Dataset excerpt
— Start —

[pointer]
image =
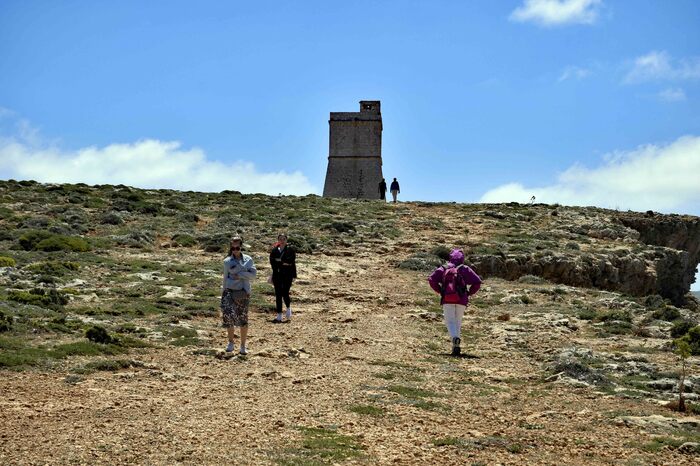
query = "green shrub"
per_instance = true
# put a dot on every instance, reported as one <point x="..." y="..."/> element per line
<point x="531" y="279"/>
<point x="112" y="218"/>
<point x="614" y="315"/>
<point x="681" y="327"/>
<point x="340" y="227"/>
<point x="110" y="365"/>
<point x="98" y="334"/>
<point x="7" y="262"/>
<point x="39" y="297"/>
<point x="422" y="262"/>
<point x="182" y="239"/>
<point x="54" y="268"/>
<point x="5" y="322"/>
<point x="443" y="252"/>
<point x="667" y="313"/>
<point x="62" y="243"/>
<point x="31" y="238"/>
<point x="302" y="243"/>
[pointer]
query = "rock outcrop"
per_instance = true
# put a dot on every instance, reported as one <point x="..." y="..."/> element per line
<point x="655" y="254"/>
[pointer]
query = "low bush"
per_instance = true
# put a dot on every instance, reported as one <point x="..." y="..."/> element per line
<point x="531" y="279"/>
<point x="39" y="297"/>
<point x="54" y="268"/>
<point x="443" y="252"/>
<point x="112" y="218"/>
<point x="667" y="313"/>
<point x="340" y="227"/>
<point x="681" y="327"/>
<point x="5" y="322"/>
<point x="182" y="239"/>
<point x="7" y="262"/>
<point x="37" y="240"/>
<point x="98" y="334"/>
<point x="422" y="262"/>
<point x="31" y="238"/>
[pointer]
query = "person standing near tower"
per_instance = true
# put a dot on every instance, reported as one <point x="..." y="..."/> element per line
<point x="455" y="283"/>
<point x="284" y="271"/>
<point x="395" y="190"/>
<point x="382" y="190"/>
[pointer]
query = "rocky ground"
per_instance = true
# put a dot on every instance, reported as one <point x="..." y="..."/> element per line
<point x="552" y="374"/>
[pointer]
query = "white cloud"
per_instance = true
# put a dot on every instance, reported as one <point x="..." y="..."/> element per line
<point x="672" y="94"/>
<point x="652" y="177"/>
<point x="557" y="12"/>
<point x="660" y="66"/>
<point x="147" y="163"/>
<point x="574" y="72"/>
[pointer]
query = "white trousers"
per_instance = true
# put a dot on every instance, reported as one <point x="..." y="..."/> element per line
<point x="453" y="314"/>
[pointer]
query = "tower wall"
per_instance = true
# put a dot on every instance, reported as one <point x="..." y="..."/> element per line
<point x="355" y="153"/>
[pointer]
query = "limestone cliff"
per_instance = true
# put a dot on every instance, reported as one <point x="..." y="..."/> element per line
<point x="635" y="253"/>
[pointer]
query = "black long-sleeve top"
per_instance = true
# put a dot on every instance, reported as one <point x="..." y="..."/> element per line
<point x="283" y="262"/>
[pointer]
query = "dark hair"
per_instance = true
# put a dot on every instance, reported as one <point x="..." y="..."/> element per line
<point x="235" y="239"/>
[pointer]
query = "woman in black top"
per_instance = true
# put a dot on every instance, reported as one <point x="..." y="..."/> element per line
<point x="284" y="270"/>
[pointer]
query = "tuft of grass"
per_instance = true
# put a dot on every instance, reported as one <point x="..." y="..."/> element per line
<point x="662" y="443"/>
<point x="368" y="410"/>
<point x="107" y="365"/>
<point x="411" y="392"/>
<point x="448" y="441"/>
<point x="321" y="446"/>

— End —

Instruction → Find every line above that contains the word "black" and copy each one in full.

Task response →
query = "black long-sleeve top"
query = "woman in black top"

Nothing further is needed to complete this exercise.